Your goal: Every line below that includes the word "give" needs to be copied.
(Stored data Opens)
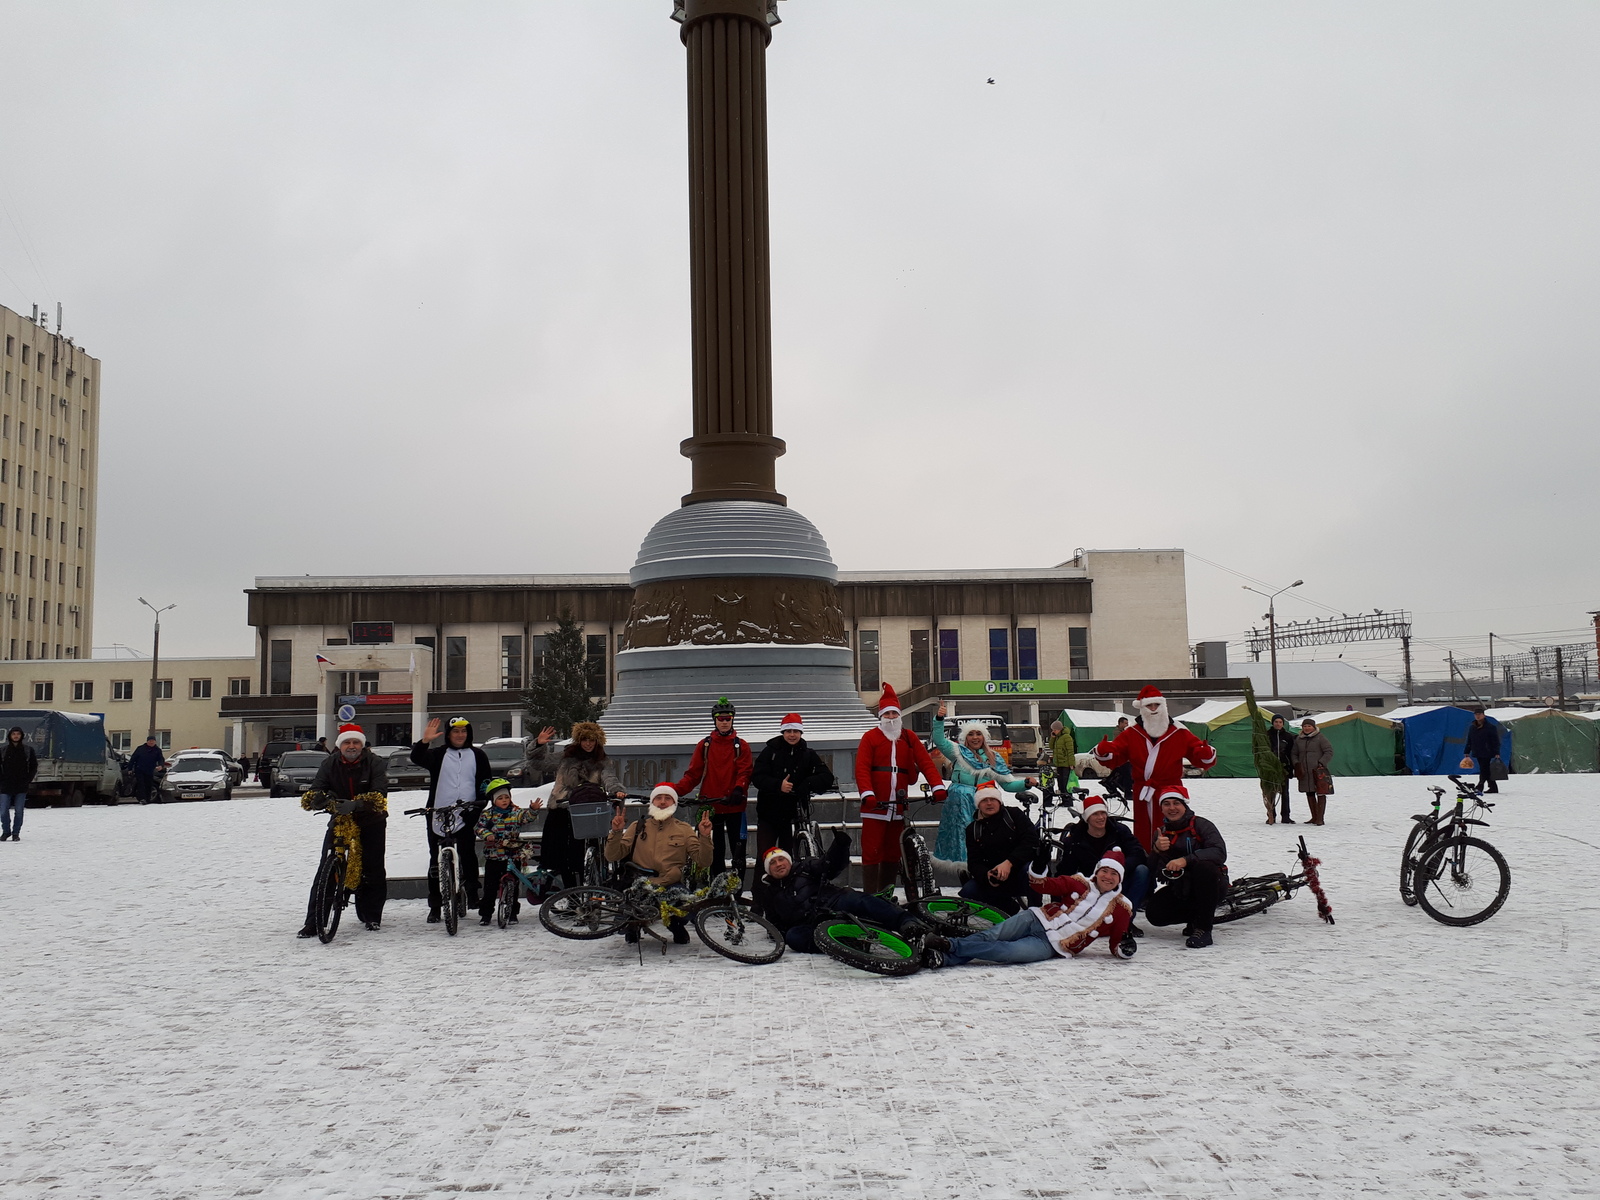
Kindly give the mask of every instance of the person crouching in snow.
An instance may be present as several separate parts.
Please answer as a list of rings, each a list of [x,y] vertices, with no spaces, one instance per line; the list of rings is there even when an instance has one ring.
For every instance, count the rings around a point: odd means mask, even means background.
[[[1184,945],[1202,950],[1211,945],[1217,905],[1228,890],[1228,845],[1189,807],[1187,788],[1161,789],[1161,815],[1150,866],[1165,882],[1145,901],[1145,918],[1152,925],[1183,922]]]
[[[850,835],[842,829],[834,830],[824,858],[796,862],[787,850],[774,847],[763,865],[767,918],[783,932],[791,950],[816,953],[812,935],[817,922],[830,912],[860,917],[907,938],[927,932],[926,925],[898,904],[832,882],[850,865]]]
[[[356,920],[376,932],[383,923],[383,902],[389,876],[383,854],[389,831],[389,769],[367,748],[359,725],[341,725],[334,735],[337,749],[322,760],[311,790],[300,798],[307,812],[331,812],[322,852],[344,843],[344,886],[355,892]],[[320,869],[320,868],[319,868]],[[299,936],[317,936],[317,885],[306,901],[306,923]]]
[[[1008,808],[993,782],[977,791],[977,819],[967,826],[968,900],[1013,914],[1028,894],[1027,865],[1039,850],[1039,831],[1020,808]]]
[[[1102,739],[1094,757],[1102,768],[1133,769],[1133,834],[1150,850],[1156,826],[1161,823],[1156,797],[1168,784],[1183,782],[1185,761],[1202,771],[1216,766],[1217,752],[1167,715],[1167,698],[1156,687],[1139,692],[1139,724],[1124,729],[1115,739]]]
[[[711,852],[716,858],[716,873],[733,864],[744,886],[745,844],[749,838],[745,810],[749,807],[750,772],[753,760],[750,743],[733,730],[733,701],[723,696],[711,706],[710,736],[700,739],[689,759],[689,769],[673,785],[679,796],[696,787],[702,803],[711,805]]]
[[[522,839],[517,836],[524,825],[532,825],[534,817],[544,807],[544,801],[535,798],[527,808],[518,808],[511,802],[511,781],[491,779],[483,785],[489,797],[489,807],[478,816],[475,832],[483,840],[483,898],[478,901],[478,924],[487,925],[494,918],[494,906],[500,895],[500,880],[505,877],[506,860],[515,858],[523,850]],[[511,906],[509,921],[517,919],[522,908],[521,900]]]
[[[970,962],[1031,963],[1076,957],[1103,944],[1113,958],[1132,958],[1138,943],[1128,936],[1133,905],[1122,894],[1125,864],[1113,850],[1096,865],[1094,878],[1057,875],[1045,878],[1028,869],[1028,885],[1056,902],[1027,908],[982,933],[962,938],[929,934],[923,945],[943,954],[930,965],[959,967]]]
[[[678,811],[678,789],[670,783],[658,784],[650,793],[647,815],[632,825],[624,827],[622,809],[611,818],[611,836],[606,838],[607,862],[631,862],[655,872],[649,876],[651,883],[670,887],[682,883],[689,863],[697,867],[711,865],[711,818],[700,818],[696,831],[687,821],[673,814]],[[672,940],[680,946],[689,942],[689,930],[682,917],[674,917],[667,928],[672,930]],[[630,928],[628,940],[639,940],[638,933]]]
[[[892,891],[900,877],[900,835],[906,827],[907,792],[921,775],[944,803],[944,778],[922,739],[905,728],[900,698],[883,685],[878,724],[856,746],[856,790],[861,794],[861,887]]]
(Stored data Closes)
(Stored data Opens)
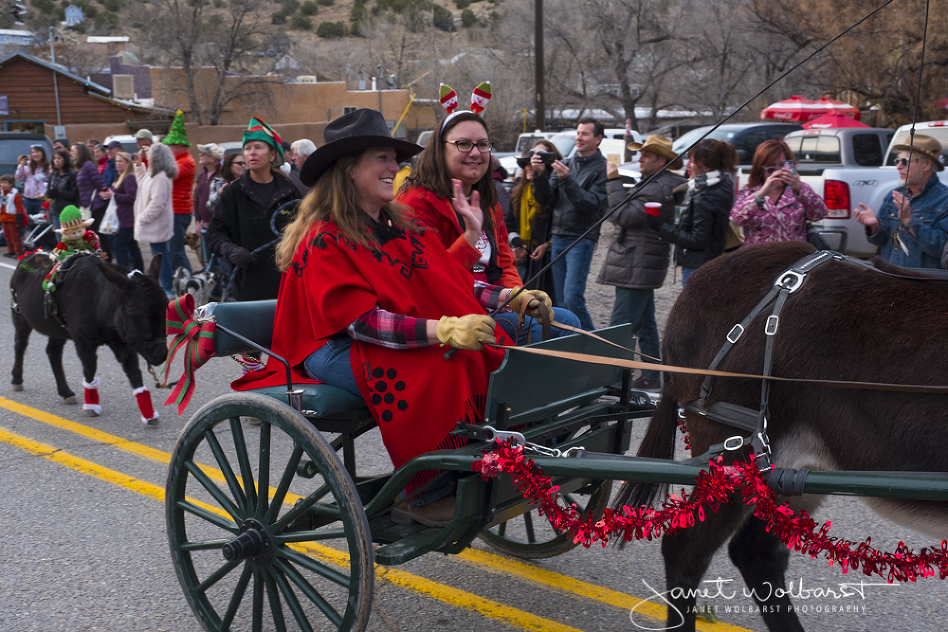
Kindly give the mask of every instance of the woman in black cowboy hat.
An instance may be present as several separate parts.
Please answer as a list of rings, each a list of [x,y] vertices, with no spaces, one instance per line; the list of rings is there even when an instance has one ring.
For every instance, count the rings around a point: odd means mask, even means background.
(Stored data Closes)
(Stored data Opens)
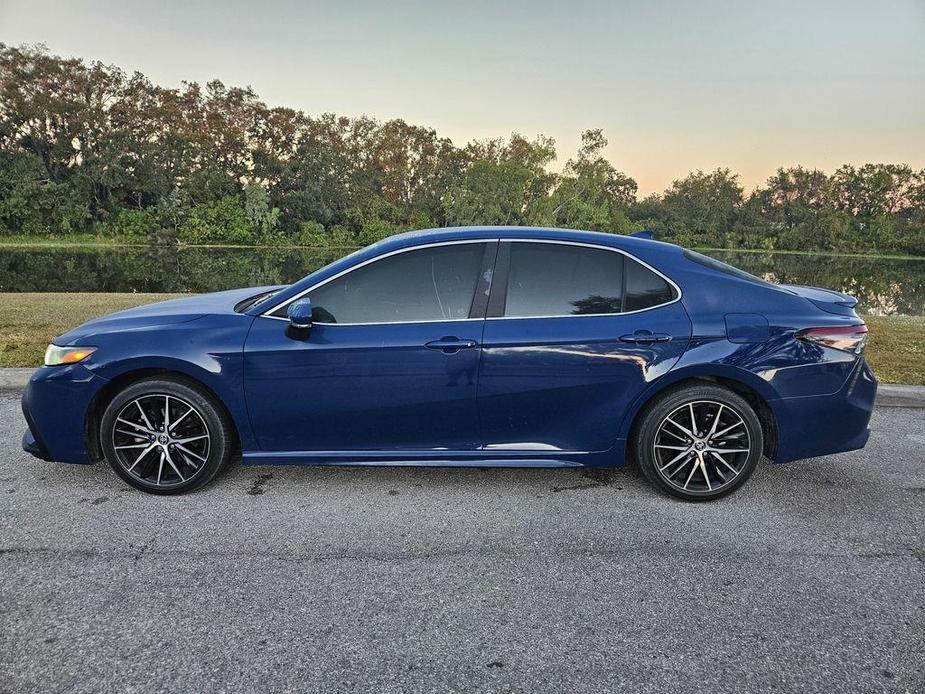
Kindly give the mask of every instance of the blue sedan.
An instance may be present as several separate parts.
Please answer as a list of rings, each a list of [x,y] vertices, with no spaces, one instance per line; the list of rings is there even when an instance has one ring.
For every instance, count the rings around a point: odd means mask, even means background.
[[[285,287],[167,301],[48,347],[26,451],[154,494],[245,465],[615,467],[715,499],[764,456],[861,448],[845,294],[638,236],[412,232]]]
(Stored data Closes)
Solution to this problem:
Kindly give the mask of every instance of the person crouching in snow.
Kindly give the mask of every instance of the woman in black cowboy hat.
Kindly give the mask of every instance of the blue sedan.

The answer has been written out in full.